● SET TASK:
How many lines below contain the string "pole"? Case counts. Reply with the number alone.
------------
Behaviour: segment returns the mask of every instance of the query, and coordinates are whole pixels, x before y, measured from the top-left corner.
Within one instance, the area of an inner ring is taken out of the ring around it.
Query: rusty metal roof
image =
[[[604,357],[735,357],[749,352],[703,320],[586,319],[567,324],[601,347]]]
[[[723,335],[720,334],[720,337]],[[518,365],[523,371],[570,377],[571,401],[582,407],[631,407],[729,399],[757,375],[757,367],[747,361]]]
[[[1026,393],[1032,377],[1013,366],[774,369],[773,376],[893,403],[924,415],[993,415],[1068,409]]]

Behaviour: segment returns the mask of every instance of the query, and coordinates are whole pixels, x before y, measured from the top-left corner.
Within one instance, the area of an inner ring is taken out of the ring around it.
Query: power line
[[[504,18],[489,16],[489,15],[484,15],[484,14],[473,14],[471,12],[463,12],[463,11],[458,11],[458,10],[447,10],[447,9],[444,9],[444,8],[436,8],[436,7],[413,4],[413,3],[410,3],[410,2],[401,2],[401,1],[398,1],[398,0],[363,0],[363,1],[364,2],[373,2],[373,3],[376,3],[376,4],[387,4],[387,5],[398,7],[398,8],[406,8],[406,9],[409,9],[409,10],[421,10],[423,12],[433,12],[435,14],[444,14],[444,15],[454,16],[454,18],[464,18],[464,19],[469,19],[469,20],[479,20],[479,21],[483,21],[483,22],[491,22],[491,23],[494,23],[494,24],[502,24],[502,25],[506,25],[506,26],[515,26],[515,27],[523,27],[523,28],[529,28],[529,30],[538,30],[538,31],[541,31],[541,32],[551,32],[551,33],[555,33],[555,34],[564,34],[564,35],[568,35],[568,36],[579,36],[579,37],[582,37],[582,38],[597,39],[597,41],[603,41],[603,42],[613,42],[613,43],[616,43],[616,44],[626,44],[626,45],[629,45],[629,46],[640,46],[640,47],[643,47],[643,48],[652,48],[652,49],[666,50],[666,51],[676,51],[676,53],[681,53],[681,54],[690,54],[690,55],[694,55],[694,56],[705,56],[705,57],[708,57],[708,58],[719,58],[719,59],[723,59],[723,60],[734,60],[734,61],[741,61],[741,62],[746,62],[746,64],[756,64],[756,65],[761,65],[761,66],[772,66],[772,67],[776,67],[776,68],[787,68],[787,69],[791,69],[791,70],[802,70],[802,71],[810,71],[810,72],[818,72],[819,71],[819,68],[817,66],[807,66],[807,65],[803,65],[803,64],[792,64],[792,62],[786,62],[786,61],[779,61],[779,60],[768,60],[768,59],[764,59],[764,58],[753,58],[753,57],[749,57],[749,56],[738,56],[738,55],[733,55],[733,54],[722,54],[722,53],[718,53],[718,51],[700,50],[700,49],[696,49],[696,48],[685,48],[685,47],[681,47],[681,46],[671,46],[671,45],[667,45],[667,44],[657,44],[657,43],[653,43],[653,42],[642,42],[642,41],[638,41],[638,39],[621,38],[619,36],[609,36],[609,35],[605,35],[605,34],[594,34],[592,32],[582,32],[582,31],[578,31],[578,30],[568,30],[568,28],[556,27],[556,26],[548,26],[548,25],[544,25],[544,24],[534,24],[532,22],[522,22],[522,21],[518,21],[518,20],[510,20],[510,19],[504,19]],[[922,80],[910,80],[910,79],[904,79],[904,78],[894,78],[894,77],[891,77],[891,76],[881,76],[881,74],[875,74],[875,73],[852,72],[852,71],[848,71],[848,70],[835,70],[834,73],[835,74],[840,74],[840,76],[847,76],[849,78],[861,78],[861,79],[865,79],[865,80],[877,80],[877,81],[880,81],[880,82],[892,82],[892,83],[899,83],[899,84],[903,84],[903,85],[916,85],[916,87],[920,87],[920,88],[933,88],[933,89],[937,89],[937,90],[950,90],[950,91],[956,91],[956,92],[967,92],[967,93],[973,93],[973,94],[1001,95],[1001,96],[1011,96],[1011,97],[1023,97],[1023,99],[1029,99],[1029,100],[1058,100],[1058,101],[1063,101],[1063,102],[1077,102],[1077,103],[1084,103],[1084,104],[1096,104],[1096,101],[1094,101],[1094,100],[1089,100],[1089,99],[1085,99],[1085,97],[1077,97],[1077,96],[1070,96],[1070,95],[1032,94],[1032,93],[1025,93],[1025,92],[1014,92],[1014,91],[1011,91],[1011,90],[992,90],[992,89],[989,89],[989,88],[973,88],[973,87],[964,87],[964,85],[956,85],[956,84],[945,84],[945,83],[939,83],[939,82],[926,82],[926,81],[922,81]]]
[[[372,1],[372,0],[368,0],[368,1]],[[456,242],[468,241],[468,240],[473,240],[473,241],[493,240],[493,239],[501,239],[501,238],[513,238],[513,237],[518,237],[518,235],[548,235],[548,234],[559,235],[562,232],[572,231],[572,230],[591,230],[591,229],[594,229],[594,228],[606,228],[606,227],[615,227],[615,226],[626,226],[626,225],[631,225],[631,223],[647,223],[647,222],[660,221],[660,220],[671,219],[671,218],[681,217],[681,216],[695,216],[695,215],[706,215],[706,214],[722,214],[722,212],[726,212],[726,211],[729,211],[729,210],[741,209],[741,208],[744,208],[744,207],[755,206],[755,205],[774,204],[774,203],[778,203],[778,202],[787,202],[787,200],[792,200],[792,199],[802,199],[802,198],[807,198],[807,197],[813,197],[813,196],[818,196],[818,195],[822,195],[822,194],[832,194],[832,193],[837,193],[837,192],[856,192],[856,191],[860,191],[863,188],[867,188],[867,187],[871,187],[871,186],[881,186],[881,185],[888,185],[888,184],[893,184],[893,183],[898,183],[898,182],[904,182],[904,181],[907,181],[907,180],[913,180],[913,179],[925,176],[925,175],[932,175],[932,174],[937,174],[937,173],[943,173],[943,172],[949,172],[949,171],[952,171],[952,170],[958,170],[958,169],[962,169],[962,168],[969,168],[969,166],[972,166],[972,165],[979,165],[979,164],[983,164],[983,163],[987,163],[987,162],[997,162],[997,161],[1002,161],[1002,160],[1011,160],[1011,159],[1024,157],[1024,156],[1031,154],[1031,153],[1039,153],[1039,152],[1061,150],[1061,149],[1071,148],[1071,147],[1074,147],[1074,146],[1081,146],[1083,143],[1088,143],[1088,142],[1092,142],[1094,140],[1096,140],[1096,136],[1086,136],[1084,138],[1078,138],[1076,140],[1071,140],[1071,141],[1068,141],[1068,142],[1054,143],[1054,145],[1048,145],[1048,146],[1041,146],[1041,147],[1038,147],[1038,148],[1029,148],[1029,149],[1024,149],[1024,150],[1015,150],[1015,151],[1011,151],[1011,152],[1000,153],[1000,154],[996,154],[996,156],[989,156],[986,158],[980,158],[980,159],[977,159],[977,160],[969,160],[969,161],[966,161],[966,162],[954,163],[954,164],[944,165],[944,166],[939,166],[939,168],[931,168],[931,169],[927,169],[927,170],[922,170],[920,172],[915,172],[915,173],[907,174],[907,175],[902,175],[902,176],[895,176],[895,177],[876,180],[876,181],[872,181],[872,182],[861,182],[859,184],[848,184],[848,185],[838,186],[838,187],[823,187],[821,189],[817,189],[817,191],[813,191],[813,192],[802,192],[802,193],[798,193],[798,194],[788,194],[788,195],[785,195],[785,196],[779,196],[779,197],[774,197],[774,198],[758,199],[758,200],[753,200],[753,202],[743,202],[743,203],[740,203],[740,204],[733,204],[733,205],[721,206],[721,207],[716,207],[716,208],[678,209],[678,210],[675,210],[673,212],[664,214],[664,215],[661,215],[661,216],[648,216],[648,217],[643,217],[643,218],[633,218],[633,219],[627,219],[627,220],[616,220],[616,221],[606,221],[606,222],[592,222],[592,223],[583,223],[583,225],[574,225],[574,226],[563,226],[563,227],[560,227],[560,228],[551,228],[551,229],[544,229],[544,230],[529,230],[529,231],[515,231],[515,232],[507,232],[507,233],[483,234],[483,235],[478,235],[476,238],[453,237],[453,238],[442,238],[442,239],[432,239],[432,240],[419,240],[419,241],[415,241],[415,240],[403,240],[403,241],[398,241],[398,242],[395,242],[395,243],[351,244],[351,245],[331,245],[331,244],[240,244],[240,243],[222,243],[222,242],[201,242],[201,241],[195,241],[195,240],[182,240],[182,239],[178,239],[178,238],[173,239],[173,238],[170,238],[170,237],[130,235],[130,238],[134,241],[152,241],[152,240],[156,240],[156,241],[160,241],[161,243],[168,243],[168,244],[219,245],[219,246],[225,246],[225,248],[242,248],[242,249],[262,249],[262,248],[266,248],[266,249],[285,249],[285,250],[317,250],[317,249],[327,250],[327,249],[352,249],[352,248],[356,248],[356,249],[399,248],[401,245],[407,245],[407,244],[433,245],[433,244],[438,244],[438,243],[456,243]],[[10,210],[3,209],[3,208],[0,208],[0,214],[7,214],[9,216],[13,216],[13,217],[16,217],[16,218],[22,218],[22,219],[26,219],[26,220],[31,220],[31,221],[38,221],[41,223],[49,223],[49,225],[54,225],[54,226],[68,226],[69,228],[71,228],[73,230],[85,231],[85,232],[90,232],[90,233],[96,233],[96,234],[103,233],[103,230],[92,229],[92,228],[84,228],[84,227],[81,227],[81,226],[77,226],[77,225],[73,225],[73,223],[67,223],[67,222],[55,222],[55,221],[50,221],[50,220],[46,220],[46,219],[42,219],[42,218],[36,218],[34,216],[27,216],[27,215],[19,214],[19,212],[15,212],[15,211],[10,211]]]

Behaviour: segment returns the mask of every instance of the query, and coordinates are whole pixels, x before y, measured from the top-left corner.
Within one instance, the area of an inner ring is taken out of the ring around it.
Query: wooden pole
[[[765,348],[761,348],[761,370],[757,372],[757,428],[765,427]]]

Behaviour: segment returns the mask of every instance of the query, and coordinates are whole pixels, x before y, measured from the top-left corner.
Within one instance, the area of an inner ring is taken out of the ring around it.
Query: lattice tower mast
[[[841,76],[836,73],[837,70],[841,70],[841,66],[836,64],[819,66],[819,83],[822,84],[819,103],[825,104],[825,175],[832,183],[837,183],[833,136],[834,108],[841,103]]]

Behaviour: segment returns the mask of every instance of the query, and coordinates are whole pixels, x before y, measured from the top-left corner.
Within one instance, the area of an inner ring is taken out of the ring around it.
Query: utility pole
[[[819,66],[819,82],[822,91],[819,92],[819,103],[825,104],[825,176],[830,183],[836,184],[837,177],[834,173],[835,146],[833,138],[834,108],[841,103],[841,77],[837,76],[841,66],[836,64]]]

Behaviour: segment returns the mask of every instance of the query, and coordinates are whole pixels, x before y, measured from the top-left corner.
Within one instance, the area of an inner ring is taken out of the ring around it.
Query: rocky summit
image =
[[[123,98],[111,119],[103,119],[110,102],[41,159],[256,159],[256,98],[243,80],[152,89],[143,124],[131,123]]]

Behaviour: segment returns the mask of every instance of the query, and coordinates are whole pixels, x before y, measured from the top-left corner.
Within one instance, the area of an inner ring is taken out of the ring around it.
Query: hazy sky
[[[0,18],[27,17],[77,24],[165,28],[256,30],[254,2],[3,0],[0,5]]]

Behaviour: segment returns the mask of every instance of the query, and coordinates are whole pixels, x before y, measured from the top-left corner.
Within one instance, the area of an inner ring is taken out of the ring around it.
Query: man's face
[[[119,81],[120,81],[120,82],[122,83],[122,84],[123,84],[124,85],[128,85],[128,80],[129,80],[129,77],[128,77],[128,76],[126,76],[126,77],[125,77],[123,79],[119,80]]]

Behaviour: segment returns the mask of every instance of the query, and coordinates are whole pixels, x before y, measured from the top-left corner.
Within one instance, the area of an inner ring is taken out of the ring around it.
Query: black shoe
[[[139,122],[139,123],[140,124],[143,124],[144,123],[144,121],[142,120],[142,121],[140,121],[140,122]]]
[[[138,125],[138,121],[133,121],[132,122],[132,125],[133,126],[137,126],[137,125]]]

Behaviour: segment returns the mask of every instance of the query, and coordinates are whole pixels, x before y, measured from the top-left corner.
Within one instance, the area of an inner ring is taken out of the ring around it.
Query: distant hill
------------
● EXERCISE RESPONSE:
2